→ **INSTRUCTION**
Find every line in the material below that contains the string "debris", treating uppercase and lowercase as different, and copy each of those lines in full.

═════ EXCERPTED RECORDS

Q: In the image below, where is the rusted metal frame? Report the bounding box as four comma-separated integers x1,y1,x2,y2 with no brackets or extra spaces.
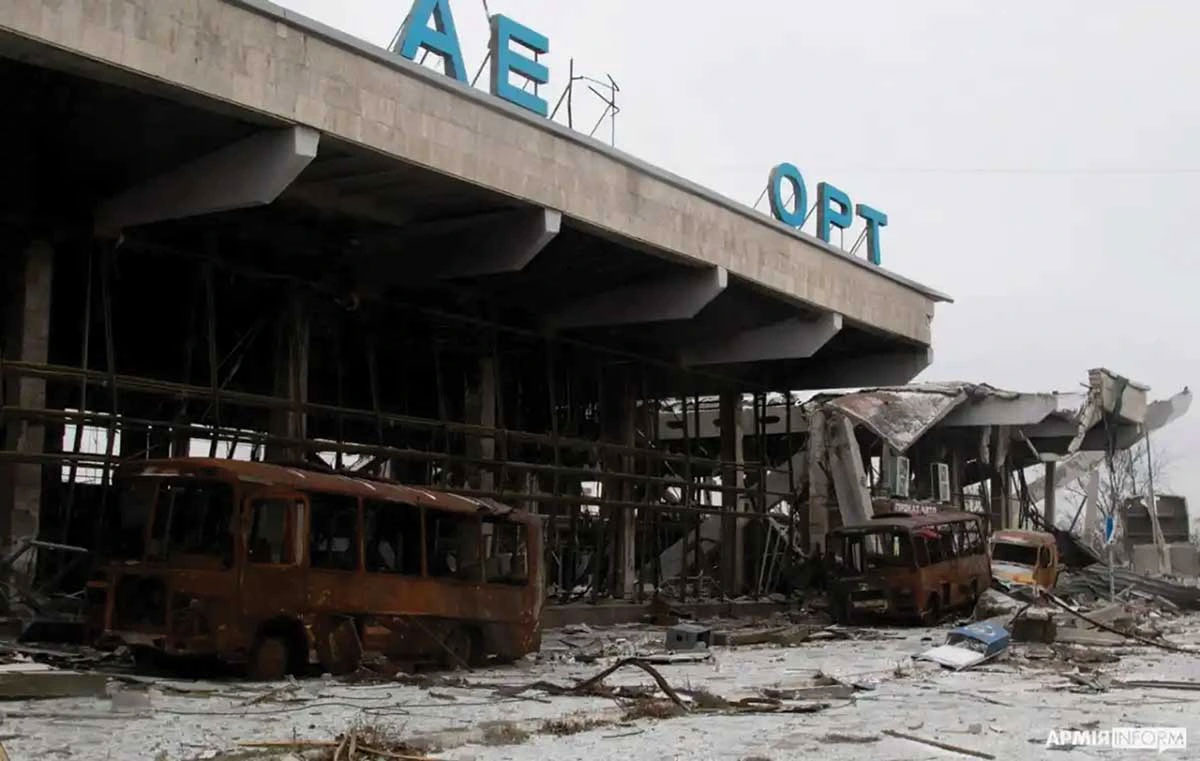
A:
9,407,801,511
754,391,772,594
367,336,383,444
125,236,768,393
428,336,450,484
679,393,700,603
100,250,120,482
60,246,95,543
7,407,806,511
0,450,787,520
646,399,662,597
492,319,509,496
204,263,221,457
5,360,760,471
334,324,343,470
589,365,604,605
175,272,204,457
684,394,712,599
784,387,800,561
546,338,575,603
634,365,658,604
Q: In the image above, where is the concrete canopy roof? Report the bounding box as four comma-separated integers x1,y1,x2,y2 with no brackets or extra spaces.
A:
0,0,947,388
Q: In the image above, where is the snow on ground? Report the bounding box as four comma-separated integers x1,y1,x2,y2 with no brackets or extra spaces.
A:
7,617,1200,761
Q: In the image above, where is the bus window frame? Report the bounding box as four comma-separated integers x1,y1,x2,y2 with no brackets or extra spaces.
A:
239,489,307,570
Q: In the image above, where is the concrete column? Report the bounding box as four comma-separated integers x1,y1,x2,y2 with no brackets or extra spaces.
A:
0,241,54,575
601,370,637,599
809,409,829,552
266,292,311,461
463,356,498,491
990,425,1012,531
718,393,745,597
1045,460,1058,528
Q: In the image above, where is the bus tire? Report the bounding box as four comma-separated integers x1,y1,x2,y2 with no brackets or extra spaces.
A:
920,592,942,627
829,594,850,625
442,627,484,670
248,635,294,682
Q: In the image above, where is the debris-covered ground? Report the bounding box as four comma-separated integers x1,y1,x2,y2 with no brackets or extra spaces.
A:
7,607,1200,761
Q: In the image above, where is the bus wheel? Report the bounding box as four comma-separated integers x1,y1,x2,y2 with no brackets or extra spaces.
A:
442,627,479,670
250,636,292,682
829,594,850,625
920,594,942,627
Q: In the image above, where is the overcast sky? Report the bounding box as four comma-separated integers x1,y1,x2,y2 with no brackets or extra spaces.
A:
277,0,1200,515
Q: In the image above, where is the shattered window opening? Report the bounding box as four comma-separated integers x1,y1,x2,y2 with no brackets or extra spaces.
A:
362,501,421,576
482,519,529,585
108,478,158,561
149,479,233,567
308,492,359,571
246,498,304,565
991,541,1038,567
834,531,913,575
425,510,482,581
60,407,121,485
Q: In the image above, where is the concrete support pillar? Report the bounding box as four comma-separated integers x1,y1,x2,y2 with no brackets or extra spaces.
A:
463,356,498,491
718,391,745,598
950,447,964,510
0,241,54,575
266,292,311,461
809,408,829,552
829,414,874,526
989,425,1013,531
1045,460,1058,528
601,370,637,599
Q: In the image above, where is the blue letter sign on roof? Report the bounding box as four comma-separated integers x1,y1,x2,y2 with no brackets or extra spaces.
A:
755,163,888,264
767,163,809,228
858,204,888,264
397,0,467,82
491,13,550,116
817,182,854,242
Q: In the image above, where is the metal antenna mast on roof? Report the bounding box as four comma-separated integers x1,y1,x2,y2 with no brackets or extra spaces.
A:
550,58,620,146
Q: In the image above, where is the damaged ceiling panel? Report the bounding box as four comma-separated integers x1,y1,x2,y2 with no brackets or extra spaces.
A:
826,384,971,451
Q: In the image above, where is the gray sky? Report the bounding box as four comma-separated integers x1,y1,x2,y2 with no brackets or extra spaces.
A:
276,0,1200,514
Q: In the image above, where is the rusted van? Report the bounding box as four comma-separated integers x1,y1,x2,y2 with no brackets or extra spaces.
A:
826,511,991,623
991,529,1058,589
89,459,542,679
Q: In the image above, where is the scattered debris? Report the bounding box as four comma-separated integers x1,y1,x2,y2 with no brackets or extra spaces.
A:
760,684,854,700
918,622,1010,671
497,658,688,713
541,717,612,737
666,624,713,651
883,730,996,759
0,661,108,700
1055,564,1200,611
821,732,883,745
480,721,529,745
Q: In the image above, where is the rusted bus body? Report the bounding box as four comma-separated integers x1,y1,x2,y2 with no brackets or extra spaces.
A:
89,459,544,677
990,529,1060,589
826,510,991,623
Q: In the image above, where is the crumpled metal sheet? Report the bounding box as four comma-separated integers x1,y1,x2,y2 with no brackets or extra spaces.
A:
1055,564,1200,611
827,384,970,451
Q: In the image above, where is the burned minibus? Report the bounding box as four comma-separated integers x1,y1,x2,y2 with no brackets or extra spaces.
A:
826,510,991,624
88,459,542,679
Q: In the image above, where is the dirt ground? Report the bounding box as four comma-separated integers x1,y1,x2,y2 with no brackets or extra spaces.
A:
9,616,1200,761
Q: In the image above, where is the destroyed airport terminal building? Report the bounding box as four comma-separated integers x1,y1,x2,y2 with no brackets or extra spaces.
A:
0,0,1200,761
0,0,1190,638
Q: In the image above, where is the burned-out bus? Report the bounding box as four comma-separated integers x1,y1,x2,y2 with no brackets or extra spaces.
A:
826,510,991,623
88,459,542,679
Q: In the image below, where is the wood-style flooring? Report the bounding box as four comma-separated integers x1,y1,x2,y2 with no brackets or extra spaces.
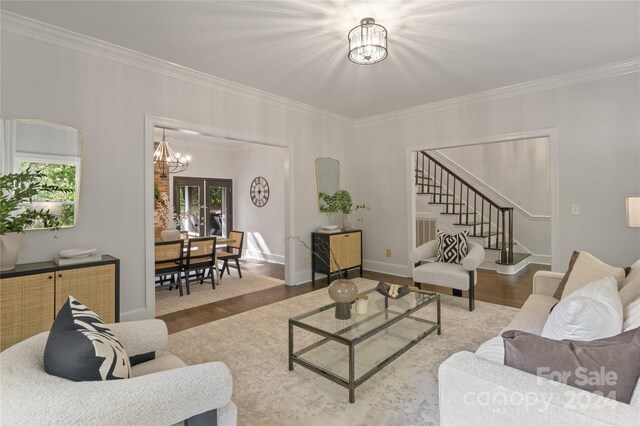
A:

══════════

→ **FINISHED TASK**
Q: In the image above, where is the debris-covered ground? Report the bounding box as four comma-separated integers x1,y1,x2,y2 with no brackets or extra spaces.
Q: In the image above, where is the scattered debris? Report the bounding box as four comma-separated integers x1,y1,x2,y2 with no brackets or extra spaces.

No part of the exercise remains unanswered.